Calculate generalised variance inflation factors for terms in a fitted model(s) via the variance-covariance matrix of coefficients.
Arguments
- mod
A fitted model object, or a list or nested list of such objects.
- data
An optional dataset, used to first refit the model(s).
- env
Environment in which to look for model data (if none supplied). Defaults to the
formula()environment.
Details
VIF() calculates generalised variance inflation factors (GVIF) as
described in Fox & Monette (1992), and also implemented in
car::vif(). However, whereas
car::vif() returns both GVIF and GVIF^(1/(2*Df)) values, VIF() simply
returns the squared result of the latter measure, which equals the standard
VIF for single-coefficient terms and is the equivalent measure for
multi-coefficient terms (e.g. categorical or polynomial). Also, while
car::vif() returns values per model term (i.e. predictor variable),
VIF() returns values per coefficient, meaning that the same value will be
returned per coefficient for multi-coefficient terms. Finally, NA is
returned for any terms which could not be estimated in the model (e.g.

#### Exercise requirements:
(A) List the names of all the arguments described in the VIF() documentation.
(B) Continue the VIF() documentation from the point where it stops.

#### Provided data:

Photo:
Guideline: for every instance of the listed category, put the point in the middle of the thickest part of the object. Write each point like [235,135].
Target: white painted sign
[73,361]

#### Task answers:
(A) mod, data, env

(B)
aliased).
References
Fox, J., & Monette, G. (1992). Generalized Collinearity Diagnostics. Journal of the American Statistical Association, 87, 178-183. doi:10/dm9wbw
Examples
# Model with two correlated terms
m <- shipley.growth[[3]]
VIF(m) # Date & DD somewhat correlated
#> Date DD lat
#> 6.062838 6.077410 1.012151
VIF(update(m, . ~ . - DD)) # drop DD
#> Date lat
#> 1.009793 1.009793
# Model with different types of predictor (some multi-coefficient terms)
d <- data.frame(
y = rnorm(100),
x1 = rnorm(100),
x2 = as.factor(rep(c("a", "b", "c", "d"), each = 25)),
x3 = rep(1, 100)
)
m <- lm(y ~ poly(x1, 2) + x2 + x3, data = d)
VIF(m)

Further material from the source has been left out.